Records provided —
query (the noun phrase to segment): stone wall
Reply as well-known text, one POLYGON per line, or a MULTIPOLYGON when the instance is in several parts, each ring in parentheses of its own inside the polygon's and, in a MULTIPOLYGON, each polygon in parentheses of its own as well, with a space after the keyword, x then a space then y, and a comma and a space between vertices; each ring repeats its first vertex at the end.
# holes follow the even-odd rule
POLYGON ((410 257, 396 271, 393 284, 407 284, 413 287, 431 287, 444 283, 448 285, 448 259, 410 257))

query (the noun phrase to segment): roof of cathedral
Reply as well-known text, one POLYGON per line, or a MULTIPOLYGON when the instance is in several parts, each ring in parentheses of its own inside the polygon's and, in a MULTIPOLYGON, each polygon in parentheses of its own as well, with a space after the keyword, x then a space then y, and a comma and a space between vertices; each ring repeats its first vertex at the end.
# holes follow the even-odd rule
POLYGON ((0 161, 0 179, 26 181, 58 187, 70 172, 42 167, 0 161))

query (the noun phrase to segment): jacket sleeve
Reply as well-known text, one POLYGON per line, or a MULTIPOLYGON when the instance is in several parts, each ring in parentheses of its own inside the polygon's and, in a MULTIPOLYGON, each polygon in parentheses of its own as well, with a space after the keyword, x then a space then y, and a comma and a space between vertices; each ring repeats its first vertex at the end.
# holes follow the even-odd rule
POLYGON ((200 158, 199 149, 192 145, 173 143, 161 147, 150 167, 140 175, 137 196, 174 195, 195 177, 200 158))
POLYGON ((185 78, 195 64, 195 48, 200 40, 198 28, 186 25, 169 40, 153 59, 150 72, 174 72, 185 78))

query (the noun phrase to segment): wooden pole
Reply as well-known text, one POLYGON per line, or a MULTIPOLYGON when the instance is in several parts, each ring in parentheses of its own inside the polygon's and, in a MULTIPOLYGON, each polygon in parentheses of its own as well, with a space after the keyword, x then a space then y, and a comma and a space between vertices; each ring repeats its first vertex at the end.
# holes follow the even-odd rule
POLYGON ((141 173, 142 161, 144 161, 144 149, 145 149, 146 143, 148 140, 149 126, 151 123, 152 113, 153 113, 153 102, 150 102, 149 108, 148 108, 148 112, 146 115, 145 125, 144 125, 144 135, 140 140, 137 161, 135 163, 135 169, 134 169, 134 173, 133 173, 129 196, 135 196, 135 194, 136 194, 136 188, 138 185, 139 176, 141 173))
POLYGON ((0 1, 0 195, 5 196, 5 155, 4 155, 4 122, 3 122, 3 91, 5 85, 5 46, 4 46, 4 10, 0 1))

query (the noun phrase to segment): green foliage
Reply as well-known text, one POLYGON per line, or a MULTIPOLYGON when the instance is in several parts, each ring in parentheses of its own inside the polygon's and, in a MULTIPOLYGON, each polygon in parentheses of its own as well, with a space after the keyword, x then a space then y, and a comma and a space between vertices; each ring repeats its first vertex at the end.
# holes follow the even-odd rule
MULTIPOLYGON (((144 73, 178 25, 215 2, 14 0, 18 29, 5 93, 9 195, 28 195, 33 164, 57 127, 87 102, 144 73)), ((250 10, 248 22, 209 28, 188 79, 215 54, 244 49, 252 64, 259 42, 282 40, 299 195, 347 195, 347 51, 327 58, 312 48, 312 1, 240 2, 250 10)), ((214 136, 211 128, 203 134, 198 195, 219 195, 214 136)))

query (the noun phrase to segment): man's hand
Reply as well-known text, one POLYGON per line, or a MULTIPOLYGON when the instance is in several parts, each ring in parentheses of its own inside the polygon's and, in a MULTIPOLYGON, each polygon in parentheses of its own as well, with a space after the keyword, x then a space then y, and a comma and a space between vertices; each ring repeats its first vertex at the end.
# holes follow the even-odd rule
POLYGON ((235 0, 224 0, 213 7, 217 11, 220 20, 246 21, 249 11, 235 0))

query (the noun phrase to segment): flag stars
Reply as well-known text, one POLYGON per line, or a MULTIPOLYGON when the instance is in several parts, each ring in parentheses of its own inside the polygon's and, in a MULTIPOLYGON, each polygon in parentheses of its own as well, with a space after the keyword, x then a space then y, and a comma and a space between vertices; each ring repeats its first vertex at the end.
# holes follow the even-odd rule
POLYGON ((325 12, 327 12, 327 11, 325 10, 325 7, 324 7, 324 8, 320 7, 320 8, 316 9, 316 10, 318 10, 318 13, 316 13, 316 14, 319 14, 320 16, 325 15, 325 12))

Problem description — Print the whole listing above again, reproducing every line character for character with no changes.

Result for this exercise —
query (the noun phrase to segment): stone wall
Reply as well-known text, one POLYGON per line, or a MULTIPOLYGON when the instance is in several parts, each ring in parentheses of its own inside the polygon's and, in a MULTIPOLYGON, each polygon in parentheses of its own as well, with a space after the keyword, x then a space then y, and a comma and a space between vertices; each ring repeats its first vertex at the end.
# holes follow the even-odd rule
POLYGON ((410 257, 396 271, 393 284, 407 284, 413 287, 431 287, 444 283, 448 285, 448 259, 410 257))

query (the noun phrase to segment): roof of cathedral
Reply as well-known text, one POLYGON per line, or a MULTIPOLYGON when the instance is in several parts, each ring in parentheses of its own inside the polygon's and, in a MULTIPOLYGON, each polygon in parentheses of its own as well, with a space after the keyword, x then a space then y, and a comma and a space between vertices; each ring repeats its first vertex at the end.
# holes follow the even-odd rule
POLYGON ((0 161, 0 179, 26 181, 58 187, 70 172, 42 167, 0 161))

query (the noun phrase to segment): jacket sleeve
Reply as well-known text, one POLYGON per line, or a MULTIPOLYGON when the instance is in several parts, each ring in parentheses of its own inside the polygon's and, in a MULTIPOLYGON, each polygon in parentheses of its own as well, with a space after the keyword, x then a space then y, and a comma and a space between vertices; each ring repeats its first vertex at the end.
# holes follow the even-odd rule
POLYGON ((200 158, 199 149, 192 145, 173 143, 161 147, 150 167, 140 175, 137 196, 174 195, 195 177, 200 158))
POLYGON ((185 78, 195 64, 195 48, 200 40, 198 28, 186 25, 169 40, 153 59, 150 72, 174 72, 185 78))

query (the noun phrase to segment): wooden pole
Reply as well-known text, one POLYGON per line, or a MULTIPOLYGON when the instance is in several parts, each ring in parentheses of its own inside the polygon's and, in a MULTIPOLYGON, each polygon in parentheses of its own as well, with a space after the keyword, x then a space then y, and a comma and a space between vertices; each ring repeats its first vertex at the end.
# holes follow the even-odd rule
POLYGON ((141 173, 142 161, 144 161, 144 149, 145 149, 146 143, 148 140, 149 126, 151 123, 152 113, 153 113, 153 102, 150 102, 149 108, 148 108, 148 112, 146 115, 145 125, 144 125, 144 135, 140 140, 137 161, 135 163, 135 169, 134 169, 134 173, 133 173, 129 196, 135 196, 135 194, 136 194, 136 188, 138 185, 139 176, 141 173))
POLYGON ((0 1, 0 195, 5 196, 5 155, 4 155, 4 122, 3 122, 3 91, 5 85, 5 46, 4 46, 4 10, 0 1))

query (the noun phrase to segment): green foliage
Reply as well-known text, one POLYGON per line, or a MULTIPOLYGON when the instance is in several parts, each ring in parentheses of its own inside the polygon's and, in a MULTIPOLYGON, each polygon in parentheses of its own as well, with a space after the keyword, x then a space then y, and a comma and a space between vertices; each ring repeats its first vertex at the end.
# holes follow the even-odd rule
MULTIPOLYGON (((144 73, 178 25, 215 2, 14 0, 18 29, 5 93, 9 195, 28 195, 33 164, 57 127, 87 102, 144 73)), ((250 10, 248 22, 209 28, 188 79, 215 54, 244 49, 252 64, 259 42, 282 40, 299 195, 347 195, 347 51, 327 58, 312 48, 312 1, 240 2, 250 10)), ((214 136, 211 128, 203 134, 198 195, 219 195, 214 136)))

query (the noun phrase to segment): man's hand
Reply as well-known text, one POLYGON per line, or a MULTIPOLYGON when the instance is in several parts, each ring in parentheses of its own inside the polygon's and, in a MULTIPOLYGON, each polygon in parentheses of its own as well, with a space after the keyword, x then a space then y, and a comma and a space between vertices; each ring repeats its first vertex at the end.
# holes follow the even-odd rule
POLYGON ((235 0, 224 0, 213 7, 217 11, 220 20, 246 21, 249 11, 235 0))

query (the noun phrase to segment): flag stars
Reply as well-known text, one POLYGON per line, or a MULTIPOLYGON when the instance is in several parts, each ring in parentheses of its own inside the polygon's and, in a MULTIPOLYGON, each polygon in parentheses of its own as well, with a space after the keyword, x then a space then y, and a comma and a space between vertices; each ring repeats its first vertex at the end.
# holes follow the even-odd rule
POLYGON ((325 12, 327 12, 327 11, 325 10, 325 7, 324 7, 324 8, 320 7, 320 8, 316 9, 316 10, 318 10, 318 13, 316 13, 316 14, 319 14, 320 16, 325 15, 325 12))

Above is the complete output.